▶ _WRITTEN EXERCISE_
In the stretch from the line containing "Task: If you could identify the silver" through the line containing "point(1136, 361)", change "I would be thankful" to "I would be grateful" and give those lines again with everything else unchanged, leaving the pictures out.

▶ _SUPPLIED ENTRIES_
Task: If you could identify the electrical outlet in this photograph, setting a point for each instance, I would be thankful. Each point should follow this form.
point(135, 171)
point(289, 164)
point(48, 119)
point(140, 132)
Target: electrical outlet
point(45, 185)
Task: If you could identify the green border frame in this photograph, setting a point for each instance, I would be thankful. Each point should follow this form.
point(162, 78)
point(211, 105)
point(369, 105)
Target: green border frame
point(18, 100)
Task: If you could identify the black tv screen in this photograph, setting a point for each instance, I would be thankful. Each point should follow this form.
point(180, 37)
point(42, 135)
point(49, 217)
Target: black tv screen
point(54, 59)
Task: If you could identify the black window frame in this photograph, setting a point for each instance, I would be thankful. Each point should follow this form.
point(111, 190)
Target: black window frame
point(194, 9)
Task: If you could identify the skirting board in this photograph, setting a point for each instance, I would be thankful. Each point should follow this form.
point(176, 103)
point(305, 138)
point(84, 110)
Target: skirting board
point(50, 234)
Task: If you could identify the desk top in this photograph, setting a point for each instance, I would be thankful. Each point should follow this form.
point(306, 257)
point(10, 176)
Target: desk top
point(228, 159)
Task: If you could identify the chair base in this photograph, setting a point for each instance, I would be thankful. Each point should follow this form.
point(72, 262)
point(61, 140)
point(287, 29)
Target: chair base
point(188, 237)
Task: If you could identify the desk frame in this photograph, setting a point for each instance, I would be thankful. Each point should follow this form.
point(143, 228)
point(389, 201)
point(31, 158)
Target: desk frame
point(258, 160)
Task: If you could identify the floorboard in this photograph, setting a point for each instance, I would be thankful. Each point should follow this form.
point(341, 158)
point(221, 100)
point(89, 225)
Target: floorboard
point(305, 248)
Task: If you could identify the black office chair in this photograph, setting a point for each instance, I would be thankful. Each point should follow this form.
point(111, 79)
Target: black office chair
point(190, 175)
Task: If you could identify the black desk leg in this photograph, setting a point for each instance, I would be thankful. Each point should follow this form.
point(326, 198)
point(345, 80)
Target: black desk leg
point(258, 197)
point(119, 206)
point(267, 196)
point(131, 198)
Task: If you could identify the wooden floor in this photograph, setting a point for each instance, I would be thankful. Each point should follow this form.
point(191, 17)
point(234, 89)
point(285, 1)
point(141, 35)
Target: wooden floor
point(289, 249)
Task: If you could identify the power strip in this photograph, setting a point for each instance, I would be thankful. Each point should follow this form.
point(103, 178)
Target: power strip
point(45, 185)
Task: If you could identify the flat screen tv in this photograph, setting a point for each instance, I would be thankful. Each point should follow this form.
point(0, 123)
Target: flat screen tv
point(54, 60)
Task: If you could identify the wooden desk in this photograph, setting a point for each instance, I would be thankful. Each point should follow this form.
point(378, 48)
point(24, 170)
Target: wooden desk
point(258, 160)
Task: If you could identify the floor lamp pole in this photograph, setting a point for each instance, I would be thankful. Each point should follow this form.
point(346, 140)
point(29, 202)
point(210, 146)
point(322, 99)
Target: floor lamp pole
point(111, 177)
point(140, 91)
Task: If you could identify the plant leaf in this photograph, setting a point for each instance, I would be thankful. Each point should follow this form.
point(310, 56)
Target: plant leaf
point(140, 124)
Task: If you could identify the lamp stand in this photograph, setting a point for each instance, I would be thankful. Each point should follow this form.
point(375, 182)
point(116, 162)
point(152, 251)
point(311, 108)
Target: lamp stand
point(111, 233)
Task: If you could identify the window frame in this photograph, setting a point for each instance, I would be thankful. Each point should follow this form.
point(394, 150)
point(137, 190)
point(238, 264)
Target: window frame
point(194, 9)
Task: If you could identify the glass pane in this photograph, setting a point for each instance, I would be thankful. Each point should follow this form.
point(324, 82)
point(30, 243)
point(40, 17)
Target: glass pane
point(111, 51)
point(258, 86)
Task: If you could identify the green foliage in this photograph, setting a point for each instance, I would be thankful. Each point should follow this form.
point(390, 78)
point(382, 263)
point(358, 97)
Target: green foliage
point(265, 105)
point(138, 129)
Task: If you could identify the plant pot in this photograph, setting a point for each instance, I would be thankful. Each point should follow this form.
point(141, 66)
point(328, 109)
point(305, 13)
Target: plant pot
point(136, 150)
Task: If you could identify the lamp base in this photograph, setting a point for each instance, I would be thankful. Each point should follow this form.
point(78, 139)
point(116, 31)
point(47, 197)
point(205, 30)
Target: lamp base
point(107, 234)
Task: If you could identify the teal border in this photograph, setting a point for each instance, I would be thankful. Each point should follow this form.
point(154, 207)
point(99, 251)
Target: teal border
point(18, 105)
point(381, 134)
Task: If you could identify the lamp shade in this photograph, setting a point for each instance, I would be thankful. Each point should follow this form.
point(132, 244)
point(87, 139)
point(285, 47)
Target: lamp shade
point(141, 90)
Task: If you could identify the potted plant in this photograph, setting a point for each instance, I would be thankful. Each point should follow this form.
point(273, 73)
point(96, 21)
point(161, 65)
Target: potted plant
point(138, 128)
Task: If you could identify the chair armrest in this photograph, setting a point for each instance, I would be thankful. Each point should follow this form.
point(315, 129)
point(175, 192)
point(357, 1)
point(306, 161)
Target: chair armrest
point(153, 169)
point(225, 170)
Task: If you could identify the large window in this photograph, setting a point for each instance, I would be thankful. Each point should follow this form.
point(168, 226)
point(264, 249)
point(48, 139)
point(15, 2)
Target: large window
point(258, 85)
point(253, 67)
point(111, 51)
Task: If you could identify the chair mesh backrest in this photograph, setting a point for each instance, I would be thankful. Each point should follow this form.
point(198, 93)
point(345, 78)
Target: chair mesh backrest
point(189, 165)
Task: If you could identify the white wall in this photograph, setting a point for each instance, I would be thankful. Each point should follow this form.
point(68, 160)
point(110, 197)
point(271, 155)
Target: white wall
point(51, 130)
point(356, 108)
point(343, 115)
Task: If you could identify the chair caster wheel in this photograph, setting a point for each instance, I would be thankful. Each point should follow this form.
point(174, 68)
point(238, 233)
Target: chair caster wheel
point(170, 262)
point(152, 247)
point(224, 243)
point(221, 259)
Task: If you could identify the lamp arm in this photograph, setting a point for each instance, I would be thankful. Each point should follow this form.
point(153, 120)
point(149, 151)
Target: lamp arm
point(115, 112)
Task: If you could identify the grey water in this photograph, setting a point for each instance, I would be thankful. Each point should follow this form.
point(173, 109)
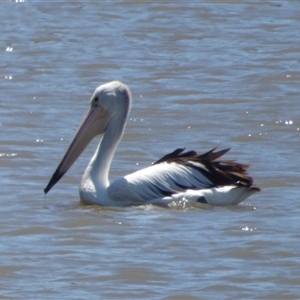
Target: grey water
point(203, 75)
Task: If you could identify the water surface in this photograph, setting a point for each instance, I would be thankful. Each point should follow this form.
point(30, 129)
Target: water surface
point(202, 75)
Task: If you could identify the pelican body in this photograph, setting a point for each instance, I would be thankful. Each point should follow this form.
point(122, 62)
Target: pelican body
point(177, 176)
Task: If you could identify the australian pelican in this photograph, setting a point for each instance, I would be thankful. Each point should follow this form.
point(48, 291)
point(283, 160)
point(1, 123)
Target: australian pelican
point(178, 176)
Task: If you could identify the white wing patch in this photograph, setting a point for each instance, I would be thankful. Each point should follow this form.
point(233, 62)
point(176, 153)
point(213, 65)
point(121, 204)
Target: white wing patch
point(158, 181)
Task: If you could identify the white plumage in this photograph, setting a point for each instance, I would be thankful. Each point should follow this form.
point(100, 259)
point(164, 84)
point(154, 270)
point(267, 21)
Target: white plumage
point(178, 176)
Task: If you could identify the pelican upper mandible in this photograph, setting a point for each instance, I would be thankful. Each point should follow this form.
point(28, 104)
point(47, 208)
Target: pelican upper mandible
point(179, 175)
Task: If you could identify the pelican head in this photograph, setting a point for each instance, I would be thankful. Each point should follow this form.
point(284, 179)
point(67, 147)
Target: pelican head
point(110, 104)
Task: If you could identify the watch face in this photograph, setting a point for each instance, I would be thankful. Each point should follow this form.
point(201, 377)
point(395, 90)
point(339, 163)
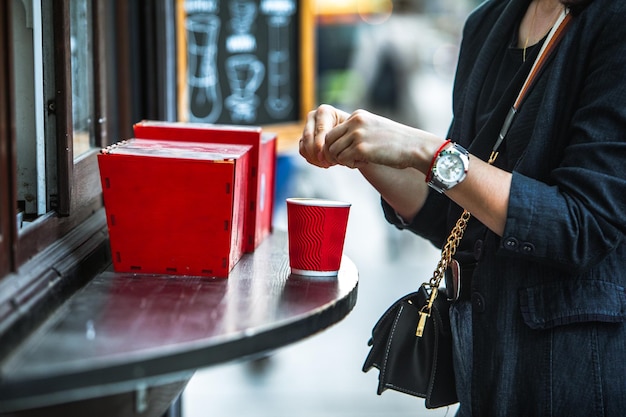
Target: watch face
point(450, 168)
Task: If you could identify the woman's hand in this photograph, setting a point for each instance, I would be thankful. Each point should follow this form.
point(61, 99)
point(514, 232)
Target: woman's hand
point(355, 140)
point(318, 123)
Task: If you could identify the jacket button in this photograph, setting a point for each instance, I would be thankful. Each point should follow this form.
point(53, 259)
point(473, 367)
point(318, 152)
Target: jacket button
point(528, 248)
point(478, 249)
point(511, 244)
point(478, 302)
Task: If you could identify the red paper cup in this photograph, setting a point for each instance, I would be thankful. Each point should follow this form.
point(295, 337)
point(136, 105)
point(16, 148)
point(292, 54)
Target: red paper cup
point(316, 230)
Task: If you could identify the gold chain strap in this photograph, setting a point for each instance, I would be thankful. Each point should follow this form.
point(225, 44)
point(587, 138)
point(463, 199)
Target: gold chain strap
point(448, 251)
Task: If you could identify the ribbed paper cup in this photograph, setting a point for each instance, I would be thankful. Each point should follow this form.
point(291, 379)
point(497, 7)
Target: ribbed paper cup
point(316, 230)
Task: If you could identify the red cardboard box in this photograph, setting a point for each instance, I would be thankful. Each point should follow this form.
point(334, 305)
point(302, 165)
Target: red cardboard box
point(262, 164)
point(175, 208)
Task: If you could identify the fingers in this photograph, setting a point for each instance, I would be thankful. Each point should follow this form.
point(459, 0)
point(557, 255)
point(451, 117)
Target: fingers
point(318, 123)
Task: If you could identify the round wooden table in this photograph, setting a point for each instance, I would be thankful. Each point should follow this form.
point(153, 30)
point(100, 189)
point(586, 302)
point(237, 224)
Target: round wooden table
point(126, 336)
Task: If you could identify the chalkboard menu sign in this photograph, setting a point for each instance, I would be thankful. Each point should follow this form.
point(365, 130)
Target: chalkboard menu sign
point(239, 61)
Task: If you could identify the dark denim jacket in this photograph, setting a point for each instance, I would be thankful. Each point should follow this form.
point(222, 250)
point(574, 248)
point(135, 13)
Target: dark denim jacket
point(548, 298)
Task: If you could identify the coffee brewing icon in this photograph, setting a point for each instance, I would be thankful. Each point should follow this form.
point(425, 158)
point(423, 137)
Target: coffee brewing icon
point(244, 70)
point(205, 97)
point(278, 12)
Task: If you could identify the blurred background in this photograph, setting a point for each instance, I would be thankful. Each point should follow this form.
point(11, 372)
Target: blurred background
point(397, 59)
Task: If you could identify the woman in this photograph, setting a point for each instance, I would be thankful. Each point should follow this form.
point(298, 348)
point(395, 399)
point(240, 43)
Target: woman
point(539, 326)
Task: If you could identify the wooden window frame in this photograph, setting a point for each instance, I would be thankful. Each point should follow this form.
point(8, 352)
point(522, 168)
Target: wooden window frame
point(78, 192)
point(7, 158)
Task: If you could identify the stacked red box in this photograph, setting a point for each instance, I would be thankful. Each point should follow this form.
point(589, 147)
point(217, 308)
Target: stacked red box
point(175, 208)
point(262, 164)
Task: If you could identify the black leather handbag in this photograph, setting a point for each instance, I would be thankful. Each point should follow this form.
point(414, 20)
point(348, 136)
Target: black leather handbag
point(419, 366)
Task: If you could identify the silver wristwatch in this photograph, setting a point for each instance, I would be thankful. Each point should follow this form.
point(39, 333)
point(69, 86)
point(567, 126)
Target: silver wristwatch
point(449, 168)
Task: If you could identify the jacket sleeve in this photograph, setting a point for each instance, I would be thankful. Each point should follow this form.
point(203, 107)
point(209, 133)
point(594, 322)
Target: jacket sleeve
point(576, 216)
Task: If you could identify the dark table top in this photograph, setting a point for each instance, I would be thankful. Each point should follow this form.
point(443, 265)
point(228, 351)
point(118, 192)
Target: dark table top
point(124, 330)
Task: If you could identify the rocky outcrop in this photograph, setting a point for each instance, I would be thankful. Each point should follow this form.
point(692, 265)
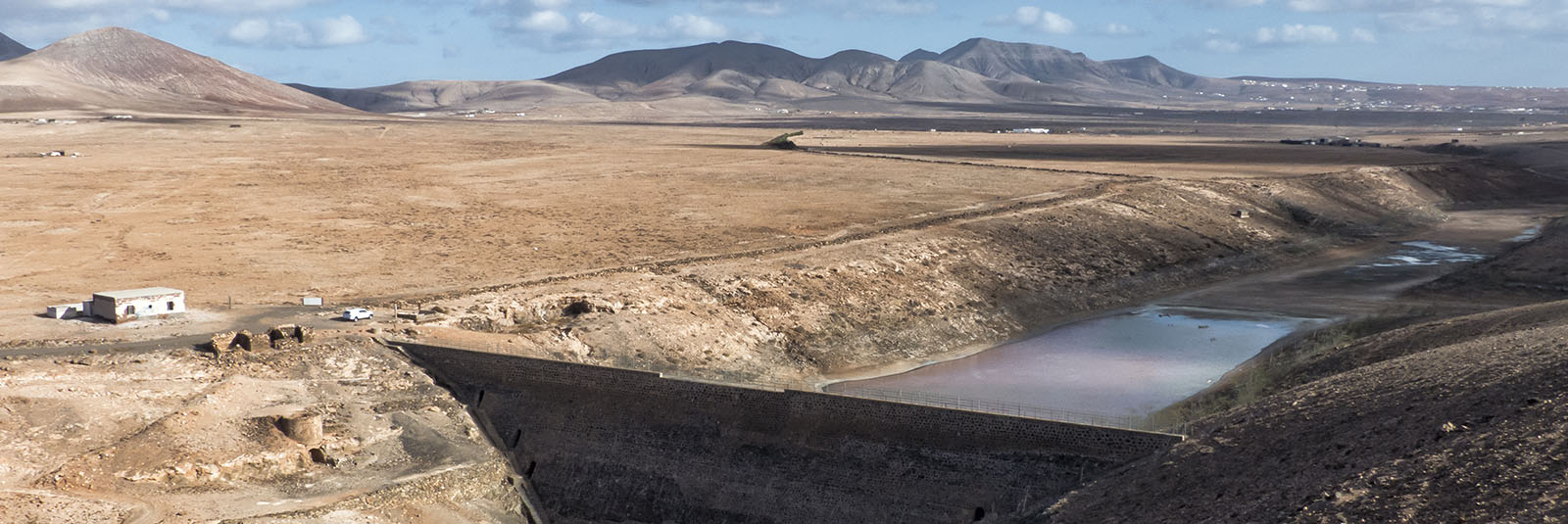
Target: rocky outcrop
point(924, 292)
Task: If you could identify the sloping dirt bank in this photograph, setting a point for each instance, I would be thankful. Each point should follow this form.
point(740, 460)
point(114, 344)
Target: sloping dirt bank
point(337, 430)
point(1460, 419)
point(893, 300)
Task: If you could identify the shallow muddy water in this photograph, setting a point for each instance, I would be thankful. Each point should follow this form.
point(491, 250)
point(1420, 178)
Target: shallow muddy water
point(1128, 362)
point(1136, 361)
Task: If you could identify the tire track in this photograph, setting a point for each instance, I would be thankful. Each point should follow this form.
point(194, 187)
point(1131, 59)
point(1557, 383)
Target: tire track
point(670, 265)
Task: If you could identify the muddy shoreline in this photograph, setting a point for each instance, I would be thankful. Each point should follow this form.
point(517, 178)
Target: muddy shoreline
point(1486, 231)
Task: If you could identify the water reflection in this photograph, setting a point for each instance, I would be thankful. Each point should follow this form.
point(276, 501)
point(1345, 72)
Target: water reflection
point(1128, 362)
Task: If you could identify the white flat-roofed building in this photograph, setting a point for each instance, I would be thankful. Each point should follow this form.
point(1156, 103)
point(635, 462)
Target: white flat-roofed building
point(138, 303)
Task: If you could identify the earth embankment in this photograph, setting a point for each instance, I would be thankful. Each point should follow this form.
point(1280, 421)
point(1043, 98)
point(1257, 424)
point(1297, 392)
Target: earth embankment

▶ _WRITTEN REPLY_
Task: If you could identify the silver wristwatch in this photograph, setting a point for each instance, I would be grateful. Each point should follow this form.
point(39, 333)
point(69, 86)
point(567, 126)
Target: silver wristwatch
point(449, 168)
Task: If you could identify the jacket sleeve in this photograph, setting a point for each instance, I would be grateful. Each point should follow this form.
point(203, 107)
point(209, 133)
point(594, 322)
Target: jacket sleeve
point(576, 216)
Task: If you could identify the dark table top in this photograph, setting a point for each instance, I would be grateful. Each point should follow this form.
point(443, 265)
point(228, 351)
point(118, 192)
Target: dark table top
point(124, 330)
Task: If you could identify the rocky outcrop in this photograph, setting a point for each instance, I would be grateful. Each point should follow this form.
point(692, 265)
Target: rocky outcrop
point(924, 292)
Task: If you could identify the sloping dirt bank in this photograph, setting a point for each instance, I would be grateful. Each point should follow this form.
point(740, 460)
point(114, 344)
Target: sloping dirt bank
point(337, 430)
point(1460, 419)
point(893, 300)
Task: If you could identify the shallow muddy water in this photograph, setting a point for each instance, I would be grateful. Each point should follow this form.
point(491, 250)
point(1420, 178)
Target: shallow muddy water
point(1128, 362)
point(1136, 361)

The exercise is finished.